§ **Data provided**
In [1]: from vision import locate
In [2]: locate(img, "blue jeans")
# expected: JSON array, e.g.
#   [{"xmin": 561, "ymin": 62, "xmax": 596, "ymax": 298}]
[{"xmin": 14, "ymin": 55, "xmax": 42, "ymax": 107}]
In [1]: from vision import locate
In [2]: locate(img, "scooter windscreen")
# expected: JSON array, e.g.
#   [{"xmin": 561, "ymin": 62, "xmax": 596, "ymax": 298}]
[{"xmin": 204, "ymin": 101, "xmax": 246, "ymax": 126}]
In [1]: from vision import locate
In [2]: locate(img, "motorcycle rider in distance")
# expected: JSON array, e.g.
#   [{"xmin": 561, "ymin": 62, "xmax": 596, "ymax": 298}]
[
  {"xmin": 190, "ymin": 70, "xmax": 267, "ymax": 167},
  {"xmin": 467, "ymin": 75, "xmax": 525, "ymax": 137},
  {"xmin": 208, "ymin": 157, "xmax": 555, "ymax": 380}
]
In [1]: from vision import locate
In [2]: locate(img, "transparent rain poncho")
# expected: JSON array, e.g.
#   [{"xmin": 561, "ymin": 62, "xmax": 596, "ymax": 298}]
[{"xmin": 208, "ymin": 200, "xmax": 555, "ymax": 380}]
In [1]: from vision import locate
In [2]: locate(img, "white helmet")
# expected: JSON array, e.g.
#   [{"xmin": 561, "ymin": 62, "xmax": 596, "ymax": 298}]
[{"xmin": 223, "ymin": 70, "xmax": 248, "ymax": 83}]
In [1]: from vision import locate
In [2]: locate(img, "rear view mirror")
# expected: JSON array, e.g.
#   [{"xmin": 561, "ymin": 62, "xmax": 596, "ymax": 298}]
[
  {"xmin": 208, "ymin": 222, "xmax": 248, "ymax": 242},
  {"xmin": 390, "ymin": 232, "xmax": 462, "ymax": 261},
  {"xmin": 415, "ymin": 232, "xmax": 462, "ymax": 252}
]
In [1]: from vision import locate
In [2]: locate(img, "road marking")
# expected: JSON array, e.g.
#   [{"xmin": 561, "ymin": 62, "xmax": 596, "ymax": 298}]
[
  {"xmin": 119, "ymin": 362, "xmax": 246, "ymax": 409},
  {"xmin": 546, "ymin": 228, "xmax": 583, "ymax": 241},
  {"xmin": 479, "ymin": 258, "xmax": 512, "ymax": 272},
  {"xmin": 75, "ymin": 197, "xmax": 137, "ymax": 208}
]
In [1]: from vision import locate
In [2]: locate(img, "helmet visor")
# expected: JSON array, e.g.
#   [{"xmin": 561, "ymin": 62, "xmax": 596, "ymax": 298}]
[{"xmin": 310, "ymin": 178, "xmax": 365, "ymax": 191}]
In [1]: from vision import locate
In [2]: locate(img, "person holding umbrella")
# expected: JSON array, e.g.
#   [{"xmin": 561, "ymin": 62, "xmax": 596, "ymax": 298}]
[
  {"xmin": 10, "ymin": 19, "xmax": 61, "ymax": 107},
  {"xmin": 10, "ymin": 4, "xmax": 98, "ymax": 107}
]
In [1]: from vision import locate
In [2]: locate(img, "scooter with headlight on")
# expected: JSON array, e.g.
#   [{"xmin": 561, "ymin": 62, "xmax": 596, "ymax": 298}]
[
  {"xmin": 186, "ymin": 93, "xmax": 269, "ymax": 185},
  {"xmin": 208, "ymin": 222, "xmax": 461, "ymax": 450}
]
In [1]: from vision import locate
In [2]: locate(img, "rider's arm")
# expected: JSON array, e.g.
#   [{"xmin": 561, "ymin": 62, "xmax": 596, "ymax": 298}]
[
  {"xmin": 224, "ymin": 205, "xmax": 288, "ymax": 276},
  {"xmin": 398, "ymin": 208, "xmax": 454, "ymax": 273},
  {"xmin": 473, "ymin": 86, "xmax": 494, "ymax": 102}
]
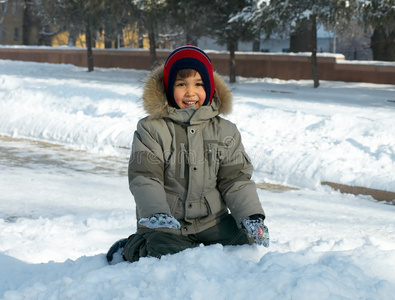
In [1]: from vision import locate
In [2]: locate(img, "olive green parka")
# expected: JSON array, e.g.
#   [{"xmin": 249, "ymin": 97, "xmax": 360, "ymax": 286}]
[{"xmin": 128, "ymin": 66, "xmax": 264, "ymax": 235}]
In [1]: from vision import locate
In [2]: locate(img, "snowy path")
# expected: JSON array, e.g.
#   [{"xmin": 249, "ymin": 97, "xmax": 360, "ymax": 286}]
[{"xmin": 0, "ymin": 138, "xmax": 395, "ymax": 299}]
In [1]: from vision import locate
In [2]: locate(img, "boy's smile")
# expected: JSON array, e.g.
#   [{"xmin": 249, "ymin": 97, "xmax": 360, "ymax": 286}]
[{"xmin": 173, "ymin": 72, "xmax": 206, "ymax": 108}]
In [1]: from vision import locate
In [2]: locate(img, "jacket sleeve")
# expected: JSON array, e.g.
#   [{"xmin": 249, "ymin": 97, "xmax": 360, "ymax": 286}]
[
  {"xmin": 217, "ymin": 124, "xmax": 265, "ymax": 226},
  {"xmin": 128, "ymin": 119, "xmax": 170, "ymax": 218}
]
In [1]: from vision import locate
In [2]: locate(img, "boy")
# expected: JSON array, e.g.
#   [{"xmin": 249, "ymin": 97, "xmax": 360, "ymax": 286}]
[{"xmin": 107, "ymin": 45, "xmax": 269, "ymax": 262}]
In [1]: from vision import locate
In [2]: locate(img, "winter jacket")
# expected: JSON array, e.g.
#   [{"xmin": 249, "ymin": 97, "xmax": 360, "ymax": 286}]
[{"xmin": 128, "ymin": 66, "xmax": 264, "ymax": 235}]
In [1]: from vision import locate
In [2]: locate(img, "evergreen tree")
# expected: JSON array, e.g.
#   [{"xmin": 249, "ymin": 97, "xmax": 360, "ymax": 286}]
[
  {"xmin": 255, "ymin": 0, "xmax": 351, "ymax": 87},
  {"xmin": 35, "ymin": 0, "xmax": 111, "ymax": 72},
  {"xmin": 207, "ymin": 0, "xmax": 256, "ymax": 83}
]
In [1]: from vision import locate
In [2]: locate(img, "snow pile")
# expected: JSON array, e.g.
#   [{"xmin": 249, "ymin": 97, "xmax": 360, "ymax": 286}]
[{"xmin": 0, "ymin": 60, "xmax": 395, "ymax": 299}]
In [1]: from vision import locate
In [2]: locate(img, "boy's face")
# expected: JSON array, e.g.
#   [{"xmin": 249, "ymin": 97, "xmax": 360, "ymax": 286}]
[{"xmin": 173, "ymin": 72, "xmax": 206, "ymax": 108}]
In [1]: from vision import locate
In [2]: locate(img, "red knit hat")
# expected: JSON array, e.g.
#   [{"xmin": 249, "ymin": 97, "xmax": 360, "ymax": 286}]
[{"xmin": 163, "ymin": 44, "xmax": 215, "ymax": 108}]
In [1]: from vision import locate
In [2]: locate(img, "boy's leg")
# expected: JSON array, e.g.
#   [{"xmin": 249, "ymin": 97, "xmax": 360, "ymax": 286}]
[
  {"xmin": 144, "ymin": 231, "xmax": 199, "ymax": 258},
  {"xmin": 197, "ymin": 215, "xmax": 254, "ymax": 246}
]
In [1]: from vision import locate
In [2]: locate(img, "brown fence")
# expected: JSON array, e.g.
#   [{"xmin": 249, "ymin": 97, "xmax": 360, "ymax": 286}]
[{"xmin": 0, "ymin": 47, "xmax": 395, "ymax": 84}]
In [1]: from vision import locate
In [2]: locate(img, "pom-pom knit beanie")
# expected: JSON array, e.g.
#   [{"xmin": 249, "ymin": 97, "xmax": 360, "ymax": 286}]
[{"xmin": 163, "ymin": 44, "xmax": 215, "ymax": 108}]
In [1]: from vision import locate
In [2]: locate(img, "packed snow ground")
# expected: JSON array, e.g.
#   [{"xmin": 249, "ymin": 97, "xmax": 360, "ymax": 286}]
[{"xmin": 0, "ymin": 60, "xmax": 395, "ymax": 299}]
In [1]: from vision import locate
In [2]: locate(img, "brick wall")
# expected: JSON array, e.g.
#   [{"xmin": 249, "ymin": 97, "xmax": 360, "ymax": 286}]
[{"xmin": 0, "ymin": 47, "xmax": 395, "ymax": 84}]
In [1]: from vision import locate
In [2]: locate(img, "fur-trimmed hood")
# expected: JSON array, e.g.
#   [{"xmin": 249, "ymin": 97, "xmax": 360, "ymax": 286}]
[{"xmin": 143, "ymin": 65, "xmax": 232, "ymax": 119}]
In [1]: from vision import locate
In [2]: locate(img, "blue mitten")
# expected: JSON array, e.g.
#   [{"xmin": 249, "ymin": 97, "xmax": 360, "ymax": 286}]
[
  {"xmin": 139, "ymin": 214, "xmax": 181, "ymax": 229},
  {"xmin": 242, "ymin": 215, "xmax": 270, "ymax": 247}
]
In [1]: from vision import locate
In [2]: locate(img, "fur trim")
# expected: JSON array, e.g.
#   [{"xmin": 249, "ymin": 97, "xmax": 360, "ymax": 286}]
[{"xmin": 143, "ymin": 65, "xmax": 232, "ymax": 119}]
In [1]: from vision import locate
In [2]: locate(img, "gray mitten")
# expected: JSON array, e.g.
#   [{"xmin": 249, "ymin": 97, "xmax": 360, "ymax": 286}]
[
  {"xmin": 242, "ymin": 215, "xmax": 270, "ymax": 247},
  {"xmin": 139, "ymin": 214, "xmax": 181, "ymax": 229}
]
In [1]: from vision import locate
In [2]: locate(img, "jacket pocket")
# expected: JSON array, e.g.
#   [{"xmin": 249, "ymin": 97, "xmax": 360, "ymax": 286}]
[
  {"xmin": 166, "ymin": 192, "xmax": 185, "ymax": 220},
  {"xmin": 206, "ymin": 142, "xmax": 224, "ymax": 179},
  {"xmin": 204, "ymin": 189, "xmax": 226, "ymax": 215},
  {"xmin": 185, "ymin": 198, "xmax": 209, "ymax": 220}
]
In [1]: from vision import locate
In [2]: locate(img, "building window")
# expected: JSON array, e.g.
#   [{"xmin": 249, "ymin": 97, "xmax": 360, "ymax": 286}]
[
  {"xmin": 12, "ymin": 0, "xmax": 18, "ymax": 14},
  {"xmin": 14, "ymin": 27, "xmax": 19, "ymax": 41}
]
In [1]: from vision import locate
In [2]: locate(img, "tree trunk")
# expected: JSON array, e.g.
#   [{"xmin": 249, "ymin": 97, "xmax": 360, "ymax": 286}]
[
  {"xmin": 229, "ymin": 42, "xmax": 237, "ymax": 83},
  {"xmin": 370, "ymin": 26, "xmax": 395, "ymax": 61},
  {"xmin": 310, "ymin": 15, "xmax": 320, "ymax": 88},
  {"xmin": 148, "ymin": 22, "xmax": 158, "ymax": 69},
  {"xmin": 86, "ymin": 22, "xmax": 94, "ymax": 72},
  {"xmin": 289, "ymin": 19, "xmax": 313, "ymax": 53}
]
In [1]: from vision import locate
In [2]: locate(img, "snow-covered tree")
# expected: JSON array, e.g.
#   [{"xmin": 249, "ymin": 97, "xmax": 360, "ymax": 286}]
[
  {"xmin": 0, "ymin": 0, "xmax": 8, "ymax": 24},
  {"xmin": 357, "ymin": 0, "xmax": 395, "ymax": 61},
  {"xmin": 207, "ymin": 0, "xmax": 256, "ymax": 82},
  {"xmin": 130, "ymin": 0, "xmax": 167, "ymax": 68},
  {"xmin": 254, "ymin": 0, "xmax": 351, "ymax": 87},
  {"xmin": 35, "ymin": 0, "xmax": 111, "ymax": 72}
]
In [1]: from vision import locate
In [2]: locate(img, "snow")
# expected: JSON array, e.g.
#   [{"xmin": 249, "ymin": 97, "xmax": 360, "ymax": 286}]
[{"xmin": 0, "ymin": 60, "xmax": 395, "ymax": 299}]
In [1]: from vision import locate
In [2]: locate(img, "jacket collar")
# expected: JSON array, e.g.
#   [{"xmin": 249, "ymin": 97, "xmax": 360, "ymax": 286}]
[{"xmin": 143, "ymin": 65, "xmax": 232, "ymax": 120}]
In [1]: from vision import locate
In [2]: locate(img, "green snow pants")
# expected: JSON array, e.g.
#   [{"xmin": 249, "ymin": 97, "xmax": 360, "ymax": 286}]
[{"xmin": 123, "ymin": 215, "xmax": 254, "ymax": 262}]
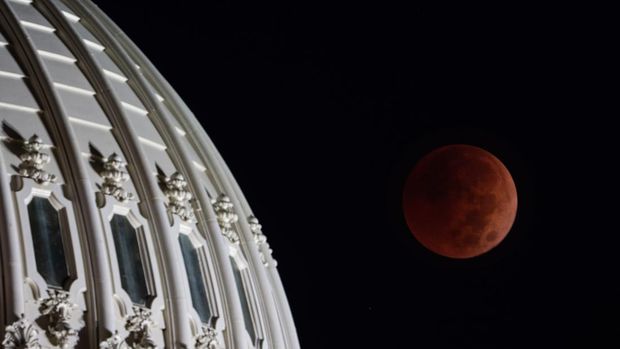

§ **What to work on**
Please show every line in the records above that contains the word "scooter". Case counts.

§ **Problem solution**
In [2]: locate(img, "scooter windscreen")
In [2]: locate(img, "scooter with headlight on")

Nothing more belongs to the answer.